Text:

______________________________

And uh, what is great about this? When we started doing this, we were all like, okay, how much can we do? How much can we push the limit? But what we have found over time is the number of people who are actually coming around us to help us do this. So we are working with a semiconductor industry some huge names to bring in reference architectures that are very edge native. There are cloud companies who are helping us to tell hey, you know, you're going to enable data and intelligence and devices that we would otherwise not even access, and we're there for you. Let us know where you need us to back you up, we're there.

Speaker 2:

We are working with telecom companies who's like okay, tell us what you need. Do you need network edge? What connectivity are you talking about? And we have foundations like yourself the AJA Foundation, sofi, for example who are basically coming in and saying we realize there is a set of foundational guidelines, architectures, et cetera that we have already set up and you're trying to do something new. That's something new coming up from the edge and without even considering the fact that we are just a small startup and we're just coming up with new technology compared to all these huge names that we're talking about. Everybody realizes that this is a win-win situation. It's not a zero-sum game with we take the share off somebody. Everybody's kind of pitching in and saying, okay, let's create the standards, let's make it easy and, as you said, so much reliable and easy for someone to adopt, just like they adopted Cloud Affiliates back. It's great, I mean, it's great to be in this ecosystem.

Speaker 1:

Yeah, I think it's like I had this discussion with an analyst the other day. And we talked about this at our event in Texas too recently. It was like how do we as a community better abstract for the application developer? You know the platform Because, as you know, in the traditional IoT space you probably remember this from Bot you know it's a lot of bare metal deployment. You know it's like writing this thing, it's a one-off and you ship it and forget about it, basically Because it's not really accessible and so.

______________________________

Data supplied:
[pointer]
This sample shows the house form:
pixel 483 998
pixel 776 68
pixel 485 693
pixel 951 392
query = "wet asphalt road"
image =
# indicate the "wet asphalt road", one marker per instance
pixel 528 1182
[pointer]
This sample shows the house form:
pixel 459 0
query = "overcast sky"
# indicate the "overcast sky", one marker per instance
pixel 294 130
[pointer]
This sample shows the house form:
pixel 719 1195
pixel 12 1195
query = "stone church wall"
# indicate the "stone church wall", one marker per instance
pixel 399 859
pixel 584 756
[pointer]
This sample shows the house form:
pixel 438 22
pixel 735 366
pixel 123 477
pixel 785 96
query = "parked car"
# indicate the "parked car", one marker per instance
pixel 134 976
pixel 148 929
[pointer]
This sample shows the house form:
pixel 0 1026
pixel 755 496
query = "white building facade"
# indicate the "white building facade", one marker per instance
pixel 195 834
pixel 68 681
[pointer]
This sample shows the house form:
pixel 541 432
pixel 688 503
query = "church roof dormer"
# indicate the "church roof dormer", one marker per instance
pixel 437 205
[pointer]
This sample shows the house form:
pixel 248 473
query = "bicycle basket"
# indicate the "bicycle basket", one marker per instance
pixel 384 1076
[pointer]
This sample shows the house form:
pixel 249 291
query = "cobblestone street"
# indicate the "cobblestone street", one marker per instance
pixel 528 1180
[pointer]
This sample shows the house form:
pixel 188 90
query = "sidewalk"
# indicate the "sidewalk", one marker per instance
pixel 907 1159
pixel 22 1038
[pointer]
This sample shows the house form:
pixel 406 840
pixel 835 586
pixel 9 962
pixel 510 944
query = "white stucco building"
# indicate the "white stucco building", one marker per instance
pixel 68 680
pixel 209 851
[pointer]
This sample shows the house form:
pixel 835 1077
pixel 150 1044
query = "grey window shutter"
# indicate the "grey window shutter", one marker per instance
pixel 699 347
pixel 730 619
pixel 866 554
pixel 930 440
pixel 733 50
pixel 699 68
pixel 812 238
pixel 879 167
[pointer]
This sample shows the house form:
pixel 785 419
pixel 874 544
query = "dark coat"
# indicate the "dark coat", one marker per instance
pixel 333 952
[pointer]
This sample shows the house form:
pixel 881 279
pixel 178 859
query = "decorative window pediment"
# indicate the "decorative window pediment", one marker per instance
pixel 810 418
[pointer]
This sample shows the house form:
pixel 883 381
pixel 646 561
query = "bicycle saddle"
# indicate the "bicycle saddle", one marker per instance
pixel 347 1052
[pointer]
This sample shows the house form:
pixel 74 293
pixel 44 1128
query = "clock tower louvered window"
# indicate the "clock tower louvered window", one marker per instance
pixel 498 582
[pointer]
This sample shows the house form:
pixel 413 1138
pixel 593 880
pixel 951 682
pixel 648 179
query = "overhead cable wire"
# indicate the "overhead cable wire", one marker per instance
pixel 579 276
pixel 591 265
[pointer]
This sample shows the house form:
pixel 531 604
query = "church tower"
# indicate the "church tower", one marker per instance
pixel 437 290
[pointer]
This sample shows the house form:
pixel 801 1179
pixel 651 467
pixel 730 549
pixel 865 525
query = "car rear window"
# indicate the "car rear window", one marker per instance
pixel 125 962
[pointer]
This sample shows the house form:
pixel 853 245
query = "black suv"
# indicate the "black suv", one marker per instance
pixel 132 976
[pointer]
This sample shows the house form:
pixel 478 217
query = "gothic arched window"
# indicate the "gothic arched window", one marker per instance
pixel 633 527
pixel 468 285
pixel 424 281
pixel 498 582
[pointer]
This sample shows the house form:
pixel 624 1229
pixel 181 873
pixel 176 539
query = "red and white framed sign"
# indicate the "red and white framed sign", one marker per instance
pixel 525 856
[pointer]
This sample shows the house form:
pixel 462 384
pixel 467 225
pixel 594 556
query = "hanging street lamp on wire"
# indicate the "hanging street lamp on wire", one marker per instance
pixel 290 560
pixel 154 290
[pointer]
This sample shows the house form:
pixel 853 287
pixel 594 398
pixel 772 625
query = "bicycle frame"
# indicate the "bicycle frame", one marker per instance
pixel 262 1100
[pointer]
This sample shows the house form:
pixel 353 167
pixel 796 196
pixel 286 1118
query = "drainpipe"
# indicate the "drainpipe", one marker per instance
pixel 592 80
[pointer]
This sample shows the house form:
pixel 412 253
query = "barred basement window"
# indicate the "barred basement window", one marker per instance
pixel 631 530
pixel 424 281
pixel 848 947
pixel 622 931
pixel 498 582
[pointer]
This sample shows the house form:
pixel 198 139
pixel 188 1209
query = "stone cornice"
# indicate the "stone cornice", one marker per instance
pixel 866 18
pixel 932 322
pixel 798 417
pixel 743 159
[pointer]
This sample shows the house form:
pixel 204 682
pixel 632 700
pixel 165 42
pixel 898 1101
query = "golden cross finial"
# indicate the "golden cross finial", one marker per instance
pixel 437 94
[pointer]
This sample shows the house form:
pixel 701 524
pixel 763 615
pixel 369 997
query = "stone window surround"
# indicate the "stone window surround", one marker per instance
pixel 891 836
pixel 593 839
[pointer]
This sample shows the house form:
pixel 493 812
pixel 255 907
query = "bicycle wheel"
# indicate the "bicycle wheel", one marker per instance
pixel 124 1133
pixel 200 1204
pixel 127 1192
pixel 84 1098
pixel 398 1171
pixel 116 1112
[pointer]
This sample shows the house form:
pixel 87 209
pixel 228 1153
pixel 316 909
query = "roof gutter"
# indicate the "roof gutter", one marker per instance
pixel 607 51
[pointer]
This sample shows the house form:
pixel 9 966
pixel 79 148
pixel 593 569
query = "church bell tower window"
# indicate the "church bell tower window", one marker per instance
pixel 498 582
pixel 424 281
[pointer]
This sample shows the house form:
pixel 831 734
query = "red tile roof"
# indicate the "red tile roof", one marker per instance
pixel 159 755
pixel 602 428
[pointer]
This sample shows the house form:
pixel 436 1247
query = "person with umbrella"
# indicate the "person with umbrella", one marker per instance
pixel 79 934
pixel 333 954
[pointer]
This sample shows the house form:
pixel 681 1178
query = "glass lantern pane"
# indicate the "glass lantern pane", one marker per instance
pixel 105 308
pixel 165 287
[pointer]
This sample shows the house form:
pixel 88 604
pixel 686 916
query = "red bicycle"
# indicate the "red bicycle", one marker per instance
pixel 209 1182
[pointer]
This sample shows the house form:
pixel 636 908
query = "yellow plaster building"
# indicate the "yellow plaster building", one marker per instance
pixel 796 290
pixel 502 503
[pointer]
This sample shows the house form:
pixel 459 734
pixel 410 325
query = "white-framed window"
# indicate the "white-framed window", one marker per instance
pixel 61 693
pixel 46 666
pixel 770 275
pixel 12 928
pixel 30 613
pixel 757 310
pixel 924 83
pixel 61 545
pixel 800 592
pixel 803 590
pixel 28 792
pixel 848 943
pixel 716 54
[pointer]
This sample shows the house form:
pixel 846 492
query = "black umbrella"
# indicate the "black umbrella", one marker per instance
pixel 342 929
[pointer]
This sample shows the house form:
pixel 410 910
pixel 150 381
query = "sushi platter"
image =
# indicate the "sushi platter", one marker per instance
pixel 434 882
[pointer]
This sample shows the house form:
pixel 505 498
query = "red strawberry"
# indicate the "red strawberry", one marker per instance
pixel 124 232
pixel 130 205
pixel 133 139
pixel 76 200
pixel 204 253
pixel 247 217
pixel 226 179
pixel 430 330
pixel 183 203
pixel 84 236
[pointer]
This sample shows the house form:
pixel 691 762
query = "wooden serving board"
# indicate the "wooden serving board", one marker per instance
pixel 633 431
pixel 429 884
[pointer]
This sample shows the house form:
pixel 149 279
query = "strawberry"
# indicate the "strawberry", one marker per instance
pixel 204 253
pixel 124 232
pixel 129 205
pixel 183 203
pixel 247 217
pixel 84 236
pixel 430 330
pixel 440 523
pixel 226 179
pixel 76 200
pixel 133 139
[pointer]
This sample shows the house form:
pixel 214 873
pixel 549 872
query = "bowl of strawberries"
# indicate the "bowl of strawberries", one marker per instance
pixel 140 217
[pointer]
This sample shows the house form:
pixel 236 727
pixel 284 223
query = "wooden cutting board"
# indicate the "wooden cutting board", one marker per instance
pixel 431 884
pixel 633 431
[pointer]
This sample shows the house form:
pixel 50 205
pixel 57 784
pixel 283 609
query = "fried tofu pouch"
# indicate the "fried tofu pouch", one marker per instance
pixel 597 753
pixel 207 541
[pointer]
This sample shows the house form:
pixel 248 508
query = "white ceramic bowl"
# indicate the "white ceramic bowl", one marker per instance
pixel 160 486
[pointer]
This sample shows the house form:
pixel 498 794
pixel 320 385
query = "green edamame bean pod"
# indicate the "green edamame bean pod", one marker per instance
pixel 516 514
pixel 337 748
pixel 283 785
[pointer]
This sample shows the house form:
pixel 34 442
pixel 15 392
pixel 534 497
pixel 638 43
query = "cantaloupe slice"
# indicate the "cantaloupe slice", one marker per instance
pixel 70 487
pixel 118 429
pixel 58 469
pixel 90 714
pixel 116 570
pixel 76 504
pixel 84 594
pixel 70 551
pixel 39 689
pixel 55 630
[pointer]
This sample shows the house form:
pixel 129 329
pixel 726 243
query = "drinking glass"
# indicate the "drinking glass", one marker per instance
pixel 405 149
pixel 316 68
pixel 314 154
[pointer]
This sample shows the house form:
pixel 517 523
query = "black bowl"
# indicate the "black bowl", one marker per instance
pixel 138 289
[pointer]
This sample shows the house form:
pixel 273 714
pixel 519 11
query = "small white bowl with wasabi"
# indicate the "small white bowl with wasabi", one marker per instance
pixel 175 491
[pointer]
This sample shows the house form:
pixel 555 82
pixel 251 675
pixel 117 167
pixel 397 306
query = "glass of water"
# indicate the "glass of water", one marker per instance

______________________________

Carry the edge computing transcript forward from its final line.

Exercise answer:
Speaker 1:

But it's like, well, you know, taking lessons from cloud, like how do we better abstract the app so the app developers don't have to worry about the innards of the device that they're coding to? Necessarily, I mean, there's obviously constraints, but that is a key to sort of unlocking the market and enabling a lot faster deployment and development of things. It's almost required, I mean. Otherwise we're going to end up in the IoT I call it the IoT cul-de-sac or dead end where we have a bunch of one-off bare metal things that we struggle to communicate with.

Speaker 2:

So, yeah.

Speaker 2:

And just to add right, I mean, I think we had to really learn from the cloud guys. So, if you get down to the bare bones of it, what is cloud? Cloud is storage, a little bit of compute and that's about it. But if you really look at how GCP and Azure and AWS works today, they're practically giving you storage for free. They've built this whole ecosystem of experience all around that core thing called storage and they're enabling a lifetime interaction of any customer with multiple features that they pick and choose as they go through it.

Speaker 2:

Oems machine OEMs have the exact same opportunity to do that using Edge and cloud, so that they don't see of of it, as you said, as a capital good that I've just thrown over the friends but of actually engaging with my customer consistently, providing an experience where the device or the asset is just a medium for me to interact and give that experience to my customer. Uh, I think that and I've seen some oems who've really invited this and really want to go the full hog on this I think that's going to really change the way we see machines right and how we experience them do you see, like the?

Speaker 1:

you know, I think one of the it's called standardization or best practices of using like cncf based orchestration in the cloud is a big breakthrough, right? Do you see that? Do we need, like a CNCF for the light edge and edge as well, or how does that translate? How does some of the Kubernetes-style CNCF orchestration translate to the lighter edge in your opinion?

Speaker 2:

Oh, I mean fantastic question. So we see that definitely taking form. There is a trade off between how much do we use an existing system like Kubernetes versus using something a little more edge native, a little more free. And if you look at the impact that Kubernetes has got today in orchestrating containers, in orchestrating resources, it's huge right and it is important for any edge native providers such as ourselves to be able to latch on to this system so that our customers are not seeing a whole system change. So that's where I'd say yes to your question.

Speaker 2:

Where I would also probably say I would not be too strict about it is because we still see more and more innovations happening purely at the edge system.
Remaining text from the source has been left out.